Saved entries:
-=-=-=-=-

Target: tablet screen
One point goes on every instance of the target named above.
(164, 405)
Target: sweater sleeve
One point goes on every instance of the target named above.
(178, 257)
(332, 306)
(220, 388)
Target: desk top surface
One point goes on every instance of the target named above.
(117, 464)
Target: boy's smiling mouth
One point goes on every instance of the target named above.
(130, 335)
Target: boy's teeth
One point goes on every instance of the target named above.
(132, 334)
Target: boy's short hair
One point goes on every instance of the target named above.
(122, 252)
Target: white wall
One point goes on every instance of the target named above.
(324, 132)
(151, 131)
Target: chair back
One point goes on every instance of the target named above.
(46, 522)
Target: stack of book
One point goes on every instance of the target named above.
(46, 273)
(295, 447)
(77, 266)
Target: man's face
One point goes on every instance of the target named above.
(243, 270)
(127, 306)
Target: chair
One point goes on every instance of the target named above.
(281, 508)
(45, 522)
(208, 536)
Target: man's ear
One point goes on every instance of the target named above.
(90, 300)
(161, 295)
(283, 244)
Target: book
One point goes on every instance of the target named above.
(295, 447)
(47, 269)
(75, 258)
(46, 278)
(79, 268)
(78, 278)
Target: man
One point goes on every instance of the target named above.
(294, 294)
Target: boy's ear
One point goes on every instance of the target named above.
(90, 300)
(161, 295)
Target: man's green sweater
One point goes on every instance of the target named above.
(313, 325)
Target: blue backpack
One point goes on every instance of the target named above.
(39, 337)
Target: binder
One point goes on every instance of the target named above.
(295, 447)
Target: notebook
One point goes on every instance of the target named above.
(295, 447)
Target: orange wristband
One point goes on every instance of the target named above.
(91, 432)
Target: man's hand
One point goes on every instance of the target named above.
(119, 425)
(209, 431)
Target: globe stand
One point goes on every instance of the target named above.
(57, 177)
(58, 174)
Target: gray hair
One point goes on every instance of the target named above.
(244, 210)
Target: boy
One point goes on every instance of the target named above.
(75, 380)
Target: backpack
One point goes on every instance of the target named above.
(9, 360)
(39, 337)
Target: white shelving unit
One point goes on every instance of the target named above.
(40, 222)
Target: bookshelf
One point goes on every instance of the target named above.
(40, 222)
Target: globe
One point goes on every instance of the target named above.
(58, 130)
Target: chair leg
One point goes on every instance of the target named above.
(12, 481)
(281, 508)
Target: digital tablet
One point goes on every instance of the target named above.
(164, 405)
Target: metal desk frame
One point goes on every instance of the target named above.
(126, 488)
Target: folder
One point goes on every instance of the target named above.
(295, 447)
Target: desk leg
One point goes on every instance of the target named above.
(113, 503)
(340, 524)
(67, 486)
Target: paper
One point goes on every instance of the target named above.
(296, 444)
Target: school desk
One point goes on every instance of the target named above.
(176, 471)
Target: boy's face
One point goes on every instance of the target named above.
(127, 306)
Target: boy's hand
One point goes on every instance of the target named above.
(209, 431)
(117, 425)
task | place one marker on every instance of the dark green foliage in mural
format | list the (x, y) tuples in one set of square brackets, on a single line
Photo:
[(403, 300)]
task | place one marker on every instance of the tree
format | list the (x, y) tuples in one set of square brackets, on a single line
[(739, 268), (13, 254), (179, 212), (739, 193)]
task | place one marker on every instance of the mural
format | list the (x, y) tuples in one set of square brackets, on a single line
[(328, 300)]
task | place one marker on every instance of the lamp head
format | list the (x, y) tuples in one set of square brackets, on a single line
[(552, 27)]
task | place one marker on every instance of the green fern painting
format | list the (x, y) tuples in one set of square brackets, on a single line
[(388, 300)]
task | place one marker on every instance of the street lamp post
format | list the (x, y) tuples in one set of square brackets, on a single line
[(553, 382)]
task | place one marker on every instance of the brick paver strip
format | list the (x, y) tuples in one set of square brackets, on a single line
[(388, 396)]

-=-=-=-=-

## Task requirements
Starting at the line above that contains "Target: stack of book", write out each line exactly until the line that contains "Target: man's hand" has been written, and stop there.

## Response area
Target: stack of book
One point goes on every instance of the target named above.
(46, 273)
(295, 447)
(77, 266)
Target: man's face
One point goes on every instance of the target named above.
(243, 270)
(127, 306)
Target: chair
One point goes on every instance of the target named above.
(281, 508)
(45, 522)
(208, 536)
Target: man's ear
One point goes on every instance of the target named above.
(90, 300)
(161, 295)
(283, 244)
Target: book
One point goes on every instance of the target named above.
(295, 447)
(47, 269)
(75, 258)
(46, 278)
(79, 268)
(78, 278)
Target: man
One point goes on every instance of the target named above.
(294, 294)
Target: boy's ear
One point goes on every instance of the target named above.
(90, 300)
(161, 295)
Target: man's green sweater
One point goes on every instance of the target named above.
(313, 325)
Target: blue backpack
One point goes on every instance of the target named above.
(39, 337)
Target: binder
One point goes on every instance of the target named above.
(295, 447)
Target: notebook
One point goes on every instance of the target named above.
(295, 447)
Target: orange wristband
One point goes on every instance of the target named above.
(91, 432)
Target: man's hand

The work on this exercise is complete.